**The exercise**
Copy each of these entries verbatim, line for line.

## Start Provided information

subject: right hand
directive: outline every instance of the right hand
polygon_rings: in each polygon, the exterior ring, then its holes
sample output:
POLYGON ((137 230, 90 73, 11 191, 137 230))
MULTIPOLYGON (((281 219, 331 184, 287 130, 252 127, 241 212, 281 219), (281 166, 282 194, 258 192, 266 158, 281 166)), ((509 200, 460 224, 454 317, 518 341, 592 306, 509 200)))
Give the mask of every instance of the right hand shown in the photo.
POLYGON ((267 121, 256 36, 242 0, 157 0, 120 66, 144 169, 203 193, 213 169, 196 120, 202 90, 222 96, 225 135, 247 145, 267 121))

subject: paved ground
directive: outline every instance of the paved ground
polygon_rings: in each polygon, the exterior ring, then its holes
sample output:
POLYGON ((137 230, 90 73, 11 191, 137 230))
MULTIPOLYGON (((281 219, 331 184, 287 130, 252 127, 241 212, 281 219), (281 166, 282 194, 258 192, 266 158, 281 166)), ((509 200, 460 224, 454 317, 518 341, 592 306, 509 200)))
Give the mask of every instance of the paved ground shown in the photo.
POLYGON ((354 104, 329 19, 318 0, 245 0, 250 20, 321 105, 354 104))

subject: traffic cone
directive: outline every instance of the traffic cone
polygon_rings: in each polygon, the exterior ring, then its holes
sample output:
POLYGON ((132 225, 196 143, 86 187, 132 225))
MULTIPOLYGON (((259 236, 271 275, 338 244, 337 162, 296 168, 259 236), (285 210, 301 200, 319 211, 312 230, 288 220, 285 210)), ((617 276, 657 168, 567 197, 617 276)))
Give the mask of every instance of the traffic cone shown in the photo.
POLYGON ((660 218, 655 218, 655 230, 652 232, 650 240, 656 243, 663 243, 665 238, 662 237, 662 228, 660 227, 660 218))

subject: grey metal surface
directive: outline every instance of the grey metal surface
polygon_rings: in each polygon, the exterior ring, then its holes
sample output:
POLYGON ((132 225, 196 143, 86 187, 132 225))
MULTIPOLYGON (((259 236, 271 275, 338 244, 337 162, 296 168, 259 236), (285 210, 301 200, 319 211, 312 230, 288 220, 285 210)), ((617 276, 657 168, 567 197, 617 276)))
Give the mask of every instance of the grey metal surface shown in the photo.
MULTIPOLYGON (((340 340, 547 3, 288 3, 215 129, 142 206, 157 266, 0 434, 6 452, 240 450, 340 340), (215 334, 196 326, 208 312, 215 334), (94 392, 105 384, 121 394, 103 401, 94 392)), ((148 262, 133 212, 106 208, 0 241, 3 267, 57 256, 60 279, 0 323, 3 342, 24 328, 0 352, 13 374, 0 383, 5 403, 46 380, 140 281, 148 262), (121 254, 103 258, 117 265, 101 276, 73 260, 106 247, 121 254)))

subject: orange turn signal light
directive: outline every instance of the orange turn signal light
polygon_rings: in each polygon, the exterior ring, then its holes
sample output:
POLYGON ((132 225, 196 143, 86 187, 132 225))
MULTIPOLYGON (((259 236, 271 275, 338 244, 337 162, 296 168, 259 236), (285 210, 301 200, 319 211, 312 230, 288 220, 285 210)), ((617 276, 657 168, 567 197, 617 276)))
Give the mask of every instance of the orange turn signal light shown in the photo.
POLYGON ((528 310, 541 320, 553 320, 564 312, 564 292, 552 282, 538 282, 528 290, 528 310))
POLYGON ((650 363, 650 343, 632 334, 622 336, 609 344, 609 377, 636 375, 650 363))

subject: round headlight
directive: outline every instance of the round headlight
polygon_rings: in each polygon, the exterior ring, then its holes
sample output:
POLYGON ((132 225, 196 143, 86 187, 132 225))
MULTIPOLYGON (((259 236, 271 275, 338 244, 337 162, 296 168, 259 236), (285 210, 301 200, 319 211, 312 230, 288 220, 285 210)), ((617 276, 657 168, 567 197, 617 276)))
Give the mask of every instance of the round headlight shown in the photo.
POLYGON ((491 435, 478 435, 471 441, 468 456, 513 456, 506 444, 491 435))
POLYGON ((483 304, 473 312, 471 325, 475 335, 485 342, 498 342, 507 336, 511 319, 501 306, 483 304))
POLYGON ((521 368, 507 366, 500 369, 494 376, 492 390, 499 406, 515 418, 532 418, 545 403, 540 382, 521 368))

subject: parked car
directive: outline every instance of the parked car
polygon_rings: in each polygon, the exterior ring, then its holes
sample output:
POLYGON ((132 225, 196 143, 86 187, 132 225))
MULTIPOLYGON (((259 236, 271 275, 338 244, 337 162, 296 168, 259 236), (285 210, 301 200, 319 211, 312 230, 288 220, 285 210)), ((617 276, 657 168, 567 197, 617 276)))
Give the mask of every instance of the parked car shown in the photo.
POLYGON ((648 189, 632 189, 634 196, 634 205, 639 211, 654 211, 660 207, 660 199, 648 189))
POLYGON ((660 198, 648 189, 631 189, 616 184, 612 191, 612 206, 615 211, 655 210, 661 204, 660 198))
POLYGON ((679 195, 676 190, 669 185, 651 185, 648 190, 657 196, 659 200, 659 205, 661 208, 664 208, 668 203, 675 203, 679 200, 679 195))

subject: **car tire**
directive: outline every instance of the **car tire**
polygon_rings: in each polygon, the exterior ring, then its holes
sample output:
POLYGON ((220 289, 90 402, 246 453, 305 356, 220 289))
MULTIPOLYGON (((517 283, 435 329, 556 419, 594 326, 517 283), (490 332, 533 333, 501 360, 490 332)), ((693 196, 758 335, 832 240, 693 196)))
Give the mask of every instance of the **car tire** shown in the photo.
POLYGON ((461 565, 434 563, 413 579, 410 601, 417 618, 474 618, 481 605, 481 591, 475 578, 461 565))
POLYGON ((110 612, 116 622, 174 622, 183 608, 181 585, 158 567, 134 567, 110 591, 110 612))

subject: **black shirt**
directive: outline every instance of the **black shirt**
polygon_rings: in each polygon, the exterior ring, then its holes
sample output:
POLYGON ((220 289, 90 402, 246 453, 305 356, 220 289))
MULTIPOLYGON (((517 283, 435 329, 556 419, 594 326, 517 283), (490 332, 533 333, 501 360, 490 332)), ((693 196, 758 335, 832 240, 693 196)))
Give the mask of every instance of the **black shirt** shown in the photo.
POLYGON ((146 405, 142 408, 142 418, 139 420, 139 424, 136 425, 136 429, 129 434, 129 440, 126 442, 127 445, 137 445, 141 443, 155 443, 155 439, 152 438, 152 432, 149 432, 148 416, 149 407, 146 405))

## End Provided information

**Exercise solution**
subject: right hand
directive: outline every instance of the right hand
polygon_rings: in each polygon, the exterior ring, then its holes
sample output:
POLYGON ((137 230, 90 73, 11 191, 137 230))
MULTIPOLYGON (((281 219, 331 184, 287 130, 252 127, 241 212, 281 219), (281 166, 282 194, 258 192, 266 158, 281 166)), ((509 200, 460 224, 454 317, 518 341, 592 306, 509 200)))
Give the mask of every instance of the right hand shown in the photo.
POLYGON ((267 121, 256 36, 242 0, 157 0, 120 66, 144 169, 203 193, 213 169, 196 120, 202 90, 222 96, 225 135, 247 145, 267 121))

subject: paved ground
directive: outline every instance of the paved ground
polygon_rings: in each polygon, the exterior ring, then its holes
sample output:
POLYGON ((137 230, 90 73, 11 191, 137 230))
MULTIPOLYGON (((281 219, 331 184, 287 130, 252 127, 241 212, 281 219), (281 166, 282 194, 258 192, 266 158, 281 166)), ((509 200, 460 224, 454 317, 518 341, 592 306, 509 200)))
Give the mask of every instance of the paved ground shown in the photo.
POLYGON ((354 104, 329 19, 318 0, 245 0, 250 20, 321 105, 354 104))

subject: traffic cone
directive: outline every instance of the traffic cone
polygon_rings: in each polygon, the exterior ring, then its holes
sample output:
POLYGON ((132 225, 196 143, 86 187, 132 225))
MULTIPOLYGON (((259 236, 271 275, 338 244, 337 162, 296 168, 259 236), (285 210, 301 200, 319 211, 312 230, 288 220, 285 210)), ((617 276, 657 168, 567 197, 617 276)))
Give the mask of every instance of the traffic cone shown in the photo.
POLYGON ((660 218, 655 218, 655 230, 652 232, 650 240, 656 243, 663 243, 665 238, 662 237, 662 228, 660 227, 660 218))

subject: grey metal surface
directive: outline every instance of the grey metal surface
polygon_rings: in each polygon, the exterior ring, then its holes
sample output:
POLYGON ((132 225, 196 143, 86 187, 132 225))
MULTIPOLYGON (((259 236, 271 275, 338 244, 337 162, 296 168, 259 236), (285 210, 301 200, 319 211, 312 230, 288 220, 285 210)), ((617 276, 657 168, 567 197, 617 276)))
Give the mask of every instance of the grey metal surface shown in the photo.
MULTIPOLYGON (((340 340, 547 3, 288 3, 215 129, 142 206, 157 266, 0 434, 6 452, 240 450, 340 340), (215 334, 196 326, 208 312, 215 334), (94 392, 105 384, 121 394, 103 401, 94 392)), ((148 262, 133 212, 106 208, 0 241, 3 267, 57 256, 60 279, 0 323, 3 342, 24 328, 0 352, 13 374, 0 383, 5 403, 46 380, 140 281, 148 262), (121 254, 103 258, 117 265, 101 276, 73 260, 106 247, 121 254)))

subject: orange turn signal light
directive: outline every instance of the orange turn signal light
polygon_rings: in each polygon, the exterior ring, then its holes
sample output:
POLYGON ((132 225, 196 143, 86 187, 132 225))
MULTIPOLYGON (((259 236, 271 275, 338 244, 337 162, 296 168, 259 236), (285 210, 301 200, 319 211, 312 230, 288 220, 285 210)), ((617 276, 657 168, 567 197, 617 276)))
Give the mask of every instance of the orange turn signal light shown in the photo.
POLYGON ((528 310, 541 320, 553 320, 564 312, 564 292, 552 282, 538 282, 528 290, 528 310))
POLYGON ((650 363, 650 343, 632 334, 622 336, 609 344, 609 377, 636 375, 650 363))

subject: round headlight
directive: outline every instance of the round headlight
polygon_rings: in each polygon, the exterior ring, then its holes
sample output:
POLYGON ((132 225, 196 143, 86 187, 132 225))
MULTIPOLYGON (((259 236, 271 275, 338 244, 337 162, 296 168, 259 236), (285 210, 301 200, 319 211, 312 230, 288 220, 285 210)), ((617 276, 657 168, 567 197, 617 276)))
Give the mask of every instance of the round headlight shown in the photo.
POLYGON ((491 435, 478 435, 471 441, 468 456, 513 456, 506 444, 491 435))
POLYGON ((483 304, 473 312, 471 325, 475 335, 485 342, 498 342, 507 336, 511 319, 501 306, 483 304))
POLYGON ((521 368, 507 366, 500 369, 494 376, 492 390, 499 406, 515 418, 532 418, 545 403, 540 382, 521 368))

subject: parked car
directive: outline every instance of the parked car
polygon_rings: in each polygon, the exterior ring, then its holes
sample output:
POLYGON ((132 225, 196 143, 86 187, 132 225))
MULTIPOLYGON (((259 236, 271 275, 338 244, 337 162, 296 168, 259 236), (285 210, 301 200, 319 211, 312 230, 288 220, 285 210)), ((617 276, 657 168, 567 197, 617 276)))
Give the mask of every instance of the parked car shown in the photo.
POLYGON ((648 189, 632 189, 634 196, 634 205, 639 211, 654 211, 660 207, 660 199, 648 189))
POLYGON ((660 198, 648 189, 631 189, 616 184, 612 191, 612 206, 615 211, 655 210, 661 204, 660 198))
POLYGON ((679 195, 676 190, 669 185, 651 185, 648 190, 657 196, 659 200, 659 205, 661 208, 664 208, 668 203, 675 203, 679 200, 679 195))

subject: **car tire**
directive: outline every instance of the **car tire**
polygon_rings: in each polygon, the exterior ring, then its holes
sample output:
POLYGON ((220 289, 90 402, 246 453, 305 356, 220 289))
MULTIPOLYGON (((517 283, 435 329, 556 419, 594 326, 517 283), (490 332, 533 333, 501 360, 490 332)), ((693 196, 758 335, 832 240, 693 196)))
Give the mask of every instance of the **car tire** shown in the photo.
POLYGON ((461 565, 434 563, 413 579, 410 601, 417 618, 474 618, 481 605, 481 591, 475 578, 461 565))
POLYGON ((110 612, 116 622, 174 622, 183 608, 181 585, 158 567, 134 567, 110 591, 110 612))

subject: **black shirt**
directive: outline every instance of the **black shirt**
polygon_rings: in each polygon, the exterior ring, then its holes
sample output:
POLYGON ((220 289, 90 402, 246 453, 305 356, 220 289))
MULTIPOLYGON (((517 283, 435 329, 556 419, 594 326, 517 283), (490 332, 533 333, 501 360, 490 332)), ((693 196, 758 335, 832 240, 693 196)))
Give the mask of every instance of the **black shirt** shown in the photo.
POLYGON ((146 405, 142 408, 142 418, 139 420, 139 424, 136 425, 136 429, 129 434, 129 440, 126 442, 127 445, 137 445, 141 443, 155 443, 155 439, 152 438, 152 432, 149 432, 148 416, 149 407, 146 405))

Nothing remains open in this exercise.